____ Text to read
Today, with years of hindsight, Mark Gane is willing to chalk up some of his issues — notably his resistance to the changes Howlett made to his songs, most of which he now acknowledges enhanced the recordings — to his youthful stridency. (Or, in his own words, “I was just a stubborn little dick.”) But one reason for the strife that befell Martha and the Muffins in the year of their biggest success was their self-management, which originally reflected an art-school egalitarianism reinforced by punk’s DIY ethos. Without a manager, the Muffins had no one to make executive decisions that required DinDisc’s follow-up, to buffer them from Wilson’s directives, or to pull aside and calmly talk down a frustrated band member.
A second reason behind Gane’s continuing animus against DinDisc is the contracts they signed. Gane and Johnson discussed with me the exploitative nature of their recording and publishing contracts that they describe in this excerpt from a 2010 Equalizing Distort interview.
Mark Gane: You touched on the contractual arrangements back then. Basically it was pretty exploitative. When we signed our contract with Virgin we were very young and in our twenties. We didn’t have a very experienced lawyer. He was based here in Toronto and we should have got a UK lawyer.
Martha Johnson: We had no manager either.
Mark Gane: We signed a typical contract where the record company goes, “We are going to do this, this and this for you, and in return we are going to take about 92% of the profits. And we are going to give you 8%, but you are never going to get the 8% until you pay off all your recording costs, your touring costs, and your video costs with that 8%.” They are getting their 92% and they are going to get your 8% until you pay off your debt, which is never, because you are constantly making records, and you are constantly going on tour and making videos. For a lot of bands and ones that you perceive to be very successful, a lot of them have never paid off their debts at all so they never make any money. We didn’t realize the consequences of that until we started getting our royalty cheques. All this money came in, but it has wings.
Martha Johnson: That was the cross-collateralization.
Mark Gane: That is where they took your publishing royalties, which by law you are supposed to get, but they had this clause that said, “If you are signed to the same company as a publisher, we will take those publishing royalties as well and apply them to your debts.” It is now considered thoroughly and morally unethical. Nobody in their right mind would sign a cross-collateralization deal now, but it wasn’t that unusual back then.
________
____ Given information
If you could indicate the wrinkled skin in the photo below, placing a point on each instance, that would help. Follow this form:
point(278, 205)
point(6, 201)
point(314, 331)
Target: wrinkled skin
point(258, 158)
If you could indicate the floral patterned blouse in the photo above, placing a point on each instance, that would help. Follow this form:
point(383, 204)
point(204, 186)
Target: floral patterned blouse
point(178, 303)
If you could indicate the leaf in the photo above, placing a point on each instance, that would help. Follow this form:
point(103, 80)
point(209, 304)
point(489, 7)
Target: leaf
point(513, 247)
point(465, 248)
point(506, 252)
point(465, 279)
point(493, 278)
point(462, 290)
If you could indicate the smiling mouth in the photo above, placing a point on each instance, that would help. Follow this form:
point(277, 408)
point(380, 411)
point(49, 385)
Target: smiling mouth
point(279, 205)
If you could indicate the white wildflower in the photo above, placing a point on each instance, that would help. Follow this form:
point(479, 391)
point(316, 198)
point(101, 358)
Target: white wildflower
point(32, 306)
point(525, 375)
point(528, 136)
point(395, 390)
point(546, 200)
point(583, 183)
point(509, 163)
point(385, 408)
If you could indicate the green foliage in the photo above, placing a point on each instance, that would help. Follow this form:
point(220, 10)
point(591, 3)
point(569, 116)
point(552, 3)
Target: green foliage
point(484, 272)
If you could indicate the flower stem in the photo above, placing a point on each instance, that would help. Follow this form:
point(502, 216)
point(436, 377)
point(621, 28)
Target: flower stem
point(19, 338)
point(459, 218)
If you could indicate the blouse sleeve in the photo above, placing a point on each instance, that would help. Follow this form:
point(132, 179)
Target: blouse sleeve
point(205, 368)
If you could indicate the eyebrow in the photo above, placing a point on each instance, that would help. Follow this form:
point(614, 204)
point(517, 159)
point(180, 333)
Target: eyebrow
________
## Tasks to complete
• 1. In one to three sentences, explain why, according to the text on Martha and the Muffins, a band under the typical contract Mark Gane describes never receives its 8%.
• 2. In the text on Martha and the Muffins, what share of the profits does the record company take under the contract Mark Gane describes?
The listing above is separate material, apart from the text on Martha and the Muffins.

## Expected results
• 1. The band's 8% goes first toward paying off its recording, touring and video costs. Because the band keeps making records, going on tour and making videos, that debt is never paid off, so the company keeps the 8% as well as its own 92%.

• 2. About 92%.